• _Task description_
Render the lines of the listing between the one holding "TASK: Mark every wooden plank" and the one holding "0;202;265;572", inclusive, as a numbered list, leaving out any blank lines.

*-*-*

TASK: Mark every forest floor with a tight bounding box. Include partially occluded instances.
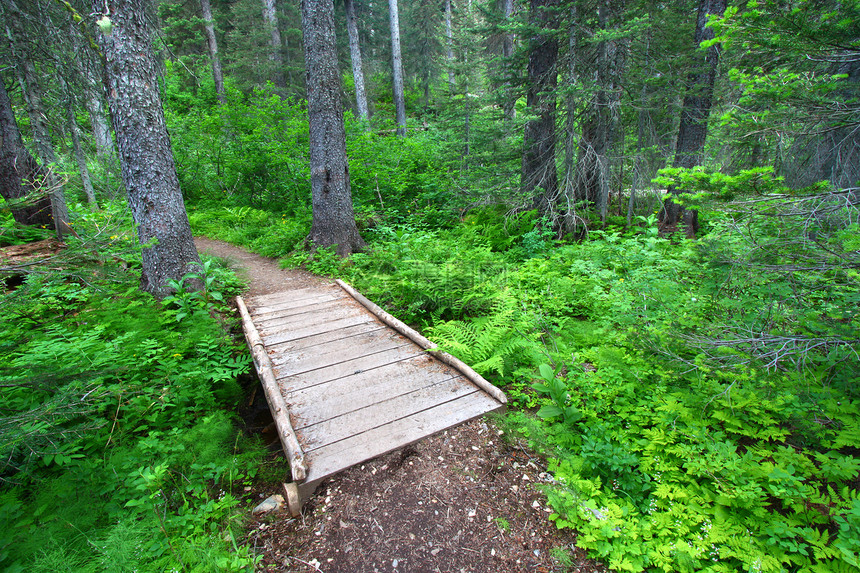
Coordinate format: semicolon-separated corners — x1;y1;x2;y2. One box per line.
195;238;607;573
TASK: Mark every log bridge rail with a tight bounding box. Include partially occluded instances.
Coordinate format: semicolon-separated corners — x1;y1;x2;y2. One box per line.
236;280;507;515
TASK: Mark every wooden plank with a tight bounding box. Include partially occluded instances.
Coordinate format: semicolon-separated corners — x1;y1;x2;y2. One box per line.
281;354;460;427
255;305;367;336
254;298;351;327
255;314;377;346
307;392;504;483
266;321;385;356
236;296;307;481
251;293;346;318
272;329;412;376
335;279;508;404
275;343;423;395
293;375;470;451
247;284;337;310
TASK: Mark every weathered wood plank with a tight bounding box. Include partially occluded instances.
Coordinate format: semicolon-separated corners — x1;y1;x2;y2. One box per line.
246;284;337;310
280;354;460;427
255;305;367;336
236;296;307;481
260;314;378;346
250;292;346;319
291;375;470;451
306;392;504;482
254;299;352;328
335;279;508;404
272;329;411;376
266;321;385;356
274;343;422;388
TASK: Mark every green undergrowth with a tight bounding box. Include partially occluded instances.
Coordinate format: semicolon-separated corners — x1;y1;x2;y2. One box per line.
197;171;860;572
0;202;265;572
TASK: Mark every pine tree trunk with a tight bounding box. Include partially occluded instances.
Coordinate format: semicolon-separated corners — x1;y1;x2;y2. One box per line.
343;0;370;121
500;0;517;124
200;0;224;104
388;0;406;137
562;3;581;208
6;7;69;235
93;0;200;297
662;0;726;237
445;0;456;94
520;0;559;214
262;0;287;89
0;78;54;226
302;0;364;257
575;1;628;220
66;93;98;208
69;24;116;168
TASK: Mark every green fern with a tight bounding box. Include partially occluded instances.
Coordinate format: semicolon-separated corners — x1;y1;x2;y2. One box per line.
430;291;543;377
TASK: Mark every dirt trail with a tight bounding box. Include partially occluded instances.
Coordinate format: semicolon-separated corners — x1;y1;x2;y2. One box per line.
195;238;606;573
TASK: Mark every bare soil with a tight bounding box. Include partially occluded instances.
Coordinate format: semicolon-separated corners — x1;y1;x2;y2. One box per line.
195;238;607;573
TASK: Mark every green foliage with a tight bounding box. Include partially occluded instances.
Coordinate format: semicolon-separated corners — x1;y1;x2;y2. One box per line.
0;210;54;247
0;205;260;571
161;259;243;321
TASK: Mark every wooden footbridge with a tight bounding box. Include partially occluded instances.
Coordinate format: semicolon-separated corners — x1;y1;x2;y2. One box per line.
237;281;507;515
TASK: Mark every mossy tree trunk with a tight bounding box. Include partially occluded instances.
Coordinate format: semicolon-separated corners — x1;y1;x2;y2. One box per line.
93;0;200;297
0;78;54;226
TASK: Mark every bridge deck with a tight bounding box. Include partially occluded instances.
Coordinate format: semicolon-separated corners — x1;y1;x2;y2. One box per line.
239;283;505;508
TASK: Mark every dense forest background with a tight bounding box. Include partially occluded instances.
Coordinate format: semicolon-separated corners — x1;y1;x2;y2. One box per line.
0;0;860;572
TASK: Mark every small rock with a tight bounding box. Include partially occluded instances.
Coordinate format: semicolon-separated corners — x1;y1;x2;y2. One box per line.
251;494;284;515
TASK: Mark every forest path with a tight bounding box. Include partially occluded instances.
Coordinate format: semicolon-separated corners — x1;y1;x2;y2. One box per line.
195;237;606;573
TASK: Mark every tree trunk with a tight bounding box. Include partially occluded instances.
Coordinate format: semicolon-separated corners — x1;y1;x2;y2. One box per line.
388;0;406;137
0;78;54;226
69;23;116;168
262;0;287;89
500;0;517;124
574;1;627;220
6;7;69;235
200;0;224;104
563;3;580;208
445;0;456;94
343;0;370;121
521;0;559;214
66;97;98;208
302;0;364;257
662;0;726;237
93;0;200;298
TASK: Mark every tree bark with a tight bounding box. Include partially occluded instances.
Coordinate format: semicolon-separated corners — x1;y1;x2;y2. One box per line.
69;23;116;163
343;0;370;121
262;0;287;89
575;0;627;220
662;0;726;237
200;0;224;104
445;0;456;94
520;0;559;214
5;5;69;235
301;0;364;257
388;0;406;137
93;0;200;298
500;0;517;124
0;78;54;226
66;93;98;208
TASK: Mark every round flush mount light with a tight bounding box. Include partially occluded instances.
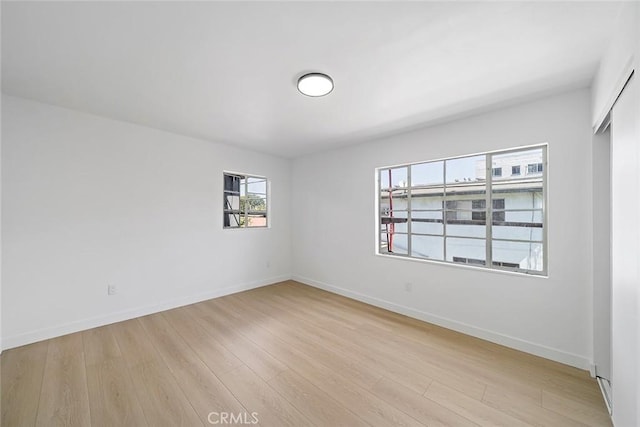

*-*-*

• _Response to this exercise_
1. TASK: Mark every wooden plank with a tight bounding box. Include partially occluded instances.
2. Coordinate format: semicolon-separated corners — x1;y1;x2;y2. One box per line.
3. 281;354;460;427
4. 255;305;367;336
5. 254;298;351;327
6. 255;314;377;346
7. 307;392;504;483
8. 266;321;385;356
9. 236;296;307;481
10. 251;293;346;318
11. 272;329;412;376
12. 335;279;508;404
13. 275;343;423;395
14. 293;375;470;451
15. 247;284;337;310
16. TASK: Mark every weathered wood plank with a tight bounding box. Include partially occluded instances.
17. Coordinate format: semicolon-separated corners — x1;y1;x2;y2. One box per line.
18. 246;284;337;310
19. 280;354;460;427
20. 255;305;367;336
21. 236;296;307;481
22. 260;314;378;346
23. 250;292;346;319
24. 291;375;470;451
25. 306;392;504;482
26. 254;299;352;328
27. 335;279;508;404
28. 272;329;411;376
29. 266;321;385;356
30. 274;343;422;388
31. TASK: Mark every green undergrowth with a tight bounding box. Include partially occluded instances.
32. Coordinate format: semicolon-separated corners — x1;y1;x2;y2. One box per line.
33. 197;171;860;572
34. 0;202;265;572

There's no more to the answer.